- _任务要求_: 能把下面的全部记录一字不改地原样输出一遍吗？

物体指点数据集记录
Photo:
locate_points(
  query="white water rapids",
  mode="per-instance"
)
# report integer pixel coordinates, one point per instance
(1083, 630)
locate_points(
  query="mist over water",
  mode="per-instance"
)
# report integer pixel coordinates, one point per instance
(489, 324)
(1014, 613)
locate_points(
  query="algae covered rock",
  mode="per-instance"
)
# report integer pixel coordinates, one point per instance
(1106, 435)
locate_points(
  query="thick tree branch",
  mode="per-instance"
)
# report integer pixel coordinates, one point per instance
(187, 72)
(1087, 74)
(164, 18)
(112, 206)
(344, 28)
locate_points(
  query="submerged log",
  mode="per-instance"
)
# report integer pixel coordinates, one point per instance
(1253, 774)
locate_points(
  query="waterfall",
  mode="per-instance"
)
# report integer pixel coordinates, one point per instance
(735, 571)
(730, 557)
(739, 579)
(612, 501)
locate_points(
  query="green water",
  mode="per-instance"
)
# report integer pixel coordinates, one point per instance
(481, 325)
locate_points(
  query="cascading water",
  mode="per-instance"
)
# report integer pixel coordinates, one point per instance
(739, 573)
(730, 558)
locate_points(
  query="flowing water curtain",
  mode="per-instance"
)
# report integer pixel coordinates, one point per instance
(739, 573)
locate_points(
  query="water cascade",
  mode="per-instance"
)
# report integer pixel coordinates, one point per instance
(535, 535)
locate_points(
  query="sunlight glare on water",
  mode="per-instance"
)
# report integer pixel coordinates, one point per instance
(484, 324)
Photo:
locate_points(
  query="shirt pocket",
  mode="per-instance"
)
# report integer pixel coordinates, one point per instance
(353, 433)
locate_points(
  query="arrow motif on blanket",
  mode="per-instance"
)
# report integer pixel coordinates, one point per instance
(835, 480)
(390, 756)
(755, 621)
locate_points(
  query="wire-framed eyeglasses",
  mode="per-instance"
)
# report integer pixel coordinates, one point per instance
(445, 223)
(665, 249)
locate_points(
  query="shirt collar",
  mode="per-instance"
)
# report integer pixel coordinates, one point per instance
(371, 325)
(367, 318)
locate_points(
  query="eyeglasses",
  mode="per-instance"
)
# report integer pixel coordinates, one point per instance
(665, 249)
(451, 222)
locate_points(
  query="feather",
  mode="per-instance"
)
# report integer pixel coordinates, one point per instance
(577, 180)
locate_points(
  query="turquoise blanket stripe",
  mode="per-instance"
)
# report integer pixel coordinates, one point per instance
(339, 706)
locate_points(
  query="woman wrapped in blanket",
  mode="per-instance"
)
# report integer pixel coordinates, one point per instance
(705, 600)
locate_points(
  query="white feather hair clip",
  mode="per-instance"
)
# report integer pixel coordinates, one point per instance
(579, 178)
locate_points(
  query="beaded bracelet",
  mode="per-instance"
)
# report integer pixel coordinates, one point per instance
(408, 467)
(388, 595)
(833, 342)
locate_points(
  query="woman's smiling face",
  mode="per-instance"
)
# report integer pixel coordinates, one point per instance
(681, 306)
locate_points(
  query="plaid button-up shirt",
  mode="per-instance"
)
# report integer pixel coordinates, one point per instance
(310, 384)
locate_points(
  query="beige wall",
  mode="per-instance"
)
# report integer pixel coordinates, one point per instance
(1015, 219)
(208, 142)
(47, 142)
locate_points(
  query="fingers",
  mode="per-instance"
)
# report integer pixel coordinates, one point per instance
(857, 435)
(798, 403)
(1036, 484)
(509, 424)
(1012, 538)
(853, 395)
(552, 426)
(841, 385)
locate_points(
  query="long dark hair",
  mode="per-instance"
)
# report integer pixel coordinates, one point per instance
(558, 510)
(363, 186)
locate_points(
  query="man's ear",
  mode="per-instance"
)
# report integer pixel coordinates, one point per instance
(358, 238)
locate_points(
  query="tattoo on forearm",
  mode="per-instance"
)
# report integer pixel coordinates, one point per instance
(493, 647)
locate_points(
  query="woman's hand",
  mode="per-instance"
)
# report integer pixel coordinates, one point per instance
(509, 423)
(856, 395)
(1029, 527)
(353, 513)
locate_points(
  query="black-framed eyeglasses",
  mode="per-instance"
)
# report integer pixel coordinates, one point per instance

- _回应内容_:
Photo:
locate_points(
  query="white water rapids",
  mode="per-instance"
)
# report integer pixel coordinates, one point per instance
(1083, 630)
locate_points(
  query="mist over water",
  mode="per-instance"
)
# report integer pixel coordinates, one point per instance
(489, 324)
(1014, 613)
locate_points(
  query="algae covered rock",
  mode="per-instance"
)
# report integer pixel coordinates, one point per instance
(1106, 435)
locate_points(
  query="thick tree branch",
  mode="per-instance"
)
# report integer pixel coordinates, one point per instance
(187, 72)
(1087, 74)
(164, 18)
(112, 206)
(344, 28)
locate_points(
  query="submerged log",
  mode="per-instance"
)
# report integer pixel coordinates, one point per instance
(1253, 774)
locate_points(
  query="waterfall",
  mode="per-instance"
)
# report integer pixel coordinates, one point per instance
(735, 571)
(730, 557)
(739, 579)
(612, 501)
locate_points(
  query="green water",
  mode="per-instance"
)
# report integer pixel coordinates, one point per instance
(481, 325)
locate_points(
  query="cascading water",
  mode="per-instance"
)
# report integer pixel coordinates, one point per instance
(739, 573)
(730, 558)
locate_points(
  query="flowing water curtain",
  mode="per-instance"
)
# report integer pixel coordinates, one point per instance
(739, 573)
locate_points(
  query="water cascade",
  mode="per-instance"
)
# report integer pixel coordinates, one point per instance
(535, 535)
locate_points(
  query="sunlight glare on water",
  mode="per-instance"
)
# report integer pixel coordinates, one point per instance
(484, 324)
Photo:
locate_points(
  query="shirt pocket",
  mode="per-instance"
)
# report integer pixel coordinates, one point per instance
(353, 433)
locate_points(
  query="arrow motif on blanket",
  mode="per-instance"
)
# report integer pixel coordinates, one point per instance
(835, 480)
(390, 756)
(755, 621)
locate_points(
  query="wire-framed eyeglasses",
  mode="per-instance"
)
# report integer pixel coordinates, one point per instance
(445, 223)
(665, 249)
locate_points(
  query="shirt collar",
  mode="per-instance"
)
# report integer pixel coordinates, one point per instance
(371, 325)
(367, 318)
locate_points(
  query="eyeglasses",
  mode="per-instance"
)
# report integer pixel coordinates, one point per instance
(665, 249)
(451, 222)
locate_points(
  query="feather",
  mode="per-instance"
)
# report integer pixel coordinates, one point per instance
(577, 180)
locate_points(
  query="turquoise blanket stripe",
  mode="per-instance"
)
# report integer pixel coordinates, one point per instance
(339, 706)
locate_points(
  query="woman wrapped in blanket",
  mode="per-instance"
)
# report integer pixel coordinates, one point per instance
(705, 600)
locate_points(
  query="white feather hair clip",
  mode="per-instance"
)
# report integer pixel coordinates, one point per instance
(579, 178)
locate_points(
  query="beaded bracelet",
  mode="per-instance"
)
# report integer pixel coordinates, one point per instance
(408, 467)
(388, 595)
(833, 342)
locate_points(
  query="woman's smiling face",
  mode="per-instance"
)
# report integer pixel coordinates, one point per instance
(681, 306)
locate_points(
  query="plaid button-up shirt",
  mode="per-instance"
)
# report integer pixel coordinates, one point per instance
(310, 384)
locate_points(
  query="beige wall",
  mode="per-instance"
)
# report integer pixel coordinates, one point per instance
(1015, 219)
(208, 142)
(47, 142)
locate_points(
  query="fingers",
  mode="per-instance"
)
# report integer pixel coordinates, one point per instance
(857, 435)
(798, 403)
(1036, 484)
(509, 424)
(1012, 538)
(853, 395)
(552, 426)
(841, 385)
locate_points(
  query="long dark hair",
  mode="per-instance"
)
# report integer pixel coordinates, one point per instance
(558, 510)
(363, 186)
locate_points(
  query="man's ear",
  mode="per-instance"
)
# report integer pixel coordinates, one point per instance
(358, 238)
locate_points(
  query="tattoo on forearm",
  mode="per-instance"
)
# report integer pixel coordinates, one point per instance
(493, 647)
locate_points(
  query="woman's hand",
  mode="per-instance"
)
# report integer pixel coordinates, one point per instance
(509, 423)
(856, 395)
(1029, 527)
(353, 513)
locate_points(
  query="black-framed eyeglasses",
  mode="per-instance"
)
# report integer pixel coordinates, one point per instance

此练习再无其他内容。